PROBLEM
Copy out the entries from the line containing "Short-answer question: What bounding box encloses the undershirt" through the line containing "[[66, 120, 79, 128], [198, 22, 223, 48]]", inclusive, keeping each request unchanged. In the answers, raise every bounding-box coordinate by 63.

==*==

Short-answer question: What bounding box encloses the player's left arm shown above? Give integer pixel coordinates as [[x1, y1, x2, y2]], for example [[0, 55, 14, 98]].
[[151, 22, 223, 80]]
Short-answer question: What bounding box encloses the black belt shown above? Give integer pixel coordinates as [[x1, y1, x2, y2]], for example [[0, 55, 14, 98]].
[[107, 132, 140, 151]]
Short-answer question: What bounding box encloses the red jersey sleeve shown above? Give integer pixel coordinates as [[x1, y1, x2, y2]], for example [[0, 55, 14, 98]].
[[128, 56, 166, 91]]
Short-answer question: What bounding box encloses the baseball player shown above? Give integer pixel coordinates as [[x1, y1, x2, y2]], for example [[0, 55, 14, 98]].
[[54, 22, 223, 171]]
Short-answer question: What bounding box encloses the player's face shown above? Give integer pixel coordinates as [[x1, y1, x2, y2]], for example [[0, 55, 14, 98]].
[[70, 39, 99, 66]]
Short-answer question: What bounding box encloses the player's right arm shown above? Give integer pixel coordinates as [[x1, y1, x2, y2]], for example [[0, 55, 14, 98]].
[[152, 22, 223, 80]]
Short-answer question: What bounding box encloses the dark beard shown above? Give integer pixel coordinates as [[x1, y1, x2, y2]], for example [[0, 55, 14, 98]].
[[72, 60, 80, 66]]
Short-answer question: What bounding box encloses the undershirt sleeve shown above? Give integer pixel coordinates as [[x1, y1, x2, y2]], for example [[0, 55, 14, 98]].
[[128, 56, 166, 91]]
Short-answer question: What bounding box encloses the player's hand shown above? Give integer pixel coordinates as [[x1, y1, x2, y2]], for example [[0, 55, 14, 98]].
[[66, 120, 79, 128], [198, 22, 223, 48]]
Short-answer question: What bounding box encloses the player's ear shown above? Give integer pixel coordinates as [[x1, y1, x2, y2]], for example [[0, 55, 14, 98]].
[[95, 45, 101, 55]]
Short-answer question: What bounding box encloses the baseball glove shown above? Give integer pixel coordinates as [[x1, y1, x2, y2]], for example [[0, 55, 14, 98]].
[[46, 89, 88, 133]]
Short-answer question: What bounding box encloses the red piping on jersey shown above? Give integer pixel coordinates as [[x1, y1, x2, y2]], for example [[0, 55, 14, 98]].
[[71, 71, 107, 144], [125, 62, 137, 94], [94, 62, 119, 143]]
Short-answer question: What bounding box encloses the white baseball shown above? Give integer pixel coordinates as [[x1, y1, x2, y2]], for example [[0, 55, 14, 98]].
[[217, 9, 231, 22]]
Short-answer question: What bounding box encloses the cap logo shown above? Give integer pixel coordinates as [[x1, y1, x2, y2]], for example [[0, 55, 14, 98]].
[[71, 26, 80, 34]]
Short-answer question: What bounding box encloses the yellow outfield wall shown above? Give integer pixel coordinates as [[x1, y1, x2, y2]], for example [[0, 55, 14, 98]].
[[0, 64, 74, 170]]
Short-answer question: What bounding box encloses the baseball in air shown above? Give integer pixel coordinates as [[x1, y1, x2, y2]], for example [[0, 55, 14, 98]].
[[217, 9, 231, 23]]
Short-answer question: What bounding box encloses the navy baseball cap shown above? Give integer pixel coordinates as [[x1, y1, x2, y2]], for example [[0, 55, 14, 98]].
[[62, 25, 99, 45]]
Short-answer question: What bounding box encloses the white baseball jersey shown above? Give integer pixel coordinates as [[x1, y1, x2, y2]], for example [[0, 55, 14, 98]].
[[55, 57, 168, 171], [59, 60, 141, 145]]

==*==

FINAL ANSWER
Short-answer question: What bounding box encloses the undershirt sleeve shown above? Give integer pixel coordinates as [[x1, y1, x2, y2]], for example [[0, 55, 14, 98]].
[[191, 119, 229, 154]]
Short-answer question: What bounding box encloses the player's hand shown above? Give integer pixel coordinates as [[x1, y1, x2, y2]], for example [[0, 55, 14, 98]].
[[129, 183, 142, 191], [261, 85, 286, 111]]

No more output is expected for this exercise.